§ WORK REQUEST:
Write the next few sentences of the essay on God and Christopher Hitchens' book, picking up right after its last sentence.

§ READING TEXT:
One canard that has become cliched from over-use is ‘If there is a loving and all-powerful God, why is there so much nastiness and pain in the world?’ That’s a valid question (and one that deserves a serious lengthy response. I recommend curious readers seek out The Problem of Pain by C.S. Lewis, Where Is God When It Hurts by Philip Yancy, and the books of Ravi Zacharias for thoughtful discussions of those sorts of problems) but no one ever seems to point out that the obverse of that question is just as valid a question. Why does the atheist never have to answer the challenge of: ‘If there is NOT an intelligent and all-loving God at work in the cosmos, why should the cosmos be full of so much beauty? Why am I able to experience joy, or pleasure, or satisfaction?’ I really don’t think the problem with belief in God is a problem of lack of evidence. On the contrary, I think one can see evidence for His existence everywhere one looks, whether one examines the thumb, the Horsehead Nebula, Saturn’s rings, or the ingenuity and imagination of humans who deny His existence.

After a long and fascinating career and millions of published words, Christopher Hitchens finally has a blockbuster hit on his hands with God Is Not Great: How Religion Poisons Everything. I marvel at the title. What’s the word that professors love writing in the margins of poorly-footnoted essays? Oh yes: ‘Prove?’ Religion poisons ‘everything,’ every single time, does it? What about the Chartes Cathedral, or the Sistine Chapel, or John Milton’s poetry, or the food and medical assistance provided to the poor by the Samaritan’s Purse Christian charity group, for example? Does Hitchens’ book demonstrate, chapter and verse, how the achievements on my hastily-assembled list were ‘poisoned’ by the religious devotion of the men who accomplished them? Er, no, it does not. There is not a pimply-faced undergrad in all the land who’d be allowed to get away with such a loosey-goosey thesis statement.

§ MATERIAL SUPPLIED:
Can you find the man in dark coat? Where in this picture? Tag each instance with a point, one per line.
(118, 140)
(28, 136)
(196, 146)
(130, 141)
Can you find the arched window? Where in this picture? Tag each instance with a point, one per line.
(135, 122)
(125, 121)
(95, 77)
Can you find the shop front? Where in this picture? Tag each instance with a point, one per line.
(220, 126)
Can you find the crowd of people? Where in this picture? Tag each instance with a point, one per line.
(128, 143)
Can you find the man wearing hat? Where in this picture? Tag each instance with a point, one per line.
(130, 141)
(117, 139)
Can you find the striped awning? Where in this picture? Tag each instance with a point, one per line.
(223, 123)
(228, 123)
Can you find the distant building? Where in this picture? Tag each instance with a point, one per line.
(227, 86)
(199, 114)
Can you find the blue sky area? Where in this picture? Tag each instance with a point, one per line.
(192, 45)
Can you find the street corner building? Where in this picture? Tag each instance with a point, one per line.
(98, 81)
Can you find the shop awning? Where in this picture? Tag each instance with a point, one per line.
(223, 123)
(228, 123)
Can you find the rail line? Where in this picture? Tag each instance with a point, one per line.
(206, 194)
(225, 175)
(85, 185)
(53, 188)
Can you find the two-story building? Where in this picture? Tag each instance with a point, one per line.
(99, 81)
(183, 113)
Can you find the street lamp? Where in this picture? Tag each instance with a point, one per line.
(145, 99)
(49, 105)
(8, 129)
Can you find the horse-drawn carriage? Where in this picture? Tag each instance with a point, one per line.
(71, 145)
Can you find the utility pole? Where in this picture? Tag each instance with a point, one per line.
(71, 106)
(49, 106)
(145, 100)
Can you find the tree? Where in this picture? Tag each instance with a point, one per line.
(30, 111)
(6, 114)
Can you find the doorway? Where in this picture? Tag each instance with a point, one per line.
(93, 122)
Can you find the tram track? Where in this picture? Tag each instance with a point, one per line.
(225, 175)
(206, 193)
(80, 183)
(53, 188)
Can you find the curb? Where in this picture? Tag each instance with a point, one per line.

§ EXPECTED ANSWER:
One effective, if underhanded, method of winning an argument is to frame it in your own terms before the debate has even begun. This is what the celebrity atheists like Hitchens, Dawkins, Dennett and Harris have managed to do by marketing their movement as a battle between science and faith. I wonder how they manage to get away with it; so much of their house of cards is built on illogic and cheap shots that would cost them major points in a formal debate club, but nobody ever seems to call them on it. Firstly, science vs. faith is a dichotomy made useless by its falseness: of course there have been many great scientists who also had great religious faith, and of course there are many people who aren’t scientists who have no faith. So what?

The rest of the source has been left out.